**Your task**
In the article on seasonal flowers below, shorten the paragraph that opens "An appreciation of seasonal vegetables" to two sentences while keeping its main points.

Jen Stuart-Smith – co-founder of Blooming Green – gets real about truly seasonal flowers

“It’s 5 o’clock somewhere,” people sometimes say, as an excuse to have a daytime tipple… The expression always pops into my mind when I see a bouquet of flowers labelled as ‘seasonal’ when it’s clearly anything but. The flowers may be flowering in Mexico, or Ecuador or Kenya – but they’re not seasonal British flowers if they’re not currently flowering here.

An appreciation of seasonal vegetables seems to have returned in recent years – and more people understand the importance of using what’s available, and growing or being harvested, right now. Veg boxes are probably the most obvious example of this. And any fancy restaurant or gastro pub worth its salt knows the value of promoting seasonal produce on their menus. It’s seen as a badge of honour.

So, perhaps this is why so many florists and ‘mailbox’ flower companies are keen to promote the seasonality of their bouquets? That’s great news if it’s true – but not so great if it’s not. So, next time you’re drawn to a box or bunch of ‘seasonal’ flowers, take a closer look – and consider your options. There really are amazing, and genuine, seasonal flowers and foliage available all year round, if you know where to look.

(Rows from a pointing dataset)
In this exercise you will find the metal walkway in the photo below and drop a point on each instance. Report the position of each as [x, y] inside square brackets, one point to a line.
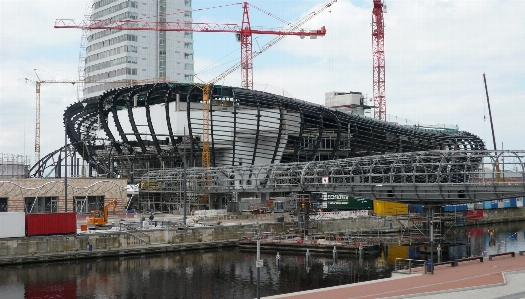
[431, 177]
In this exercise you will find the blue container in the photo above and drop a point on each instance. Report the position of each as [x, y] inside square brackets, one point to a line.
[506, 203]
[494, 204]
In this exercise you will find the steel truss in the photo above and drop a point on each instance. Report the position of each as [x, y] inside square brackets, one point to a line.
[120, 135]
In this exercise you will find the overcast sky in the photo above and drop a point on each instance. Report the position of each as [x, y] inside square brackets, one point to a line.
[436, 53]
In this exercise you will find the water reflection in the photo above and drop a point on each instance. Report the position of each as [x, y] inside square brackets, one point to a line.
[228, 273]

**Complete answer**
Interest in seasonal vegetables has returned in recent years, and more people see the importance of using what is available, growing or being harvested right now, with veg boxes as the most obvious example. Any fancy restaurant or gastro pub worth its salt also promotes seasonal produce on its menu, which is seen as a badge of honor.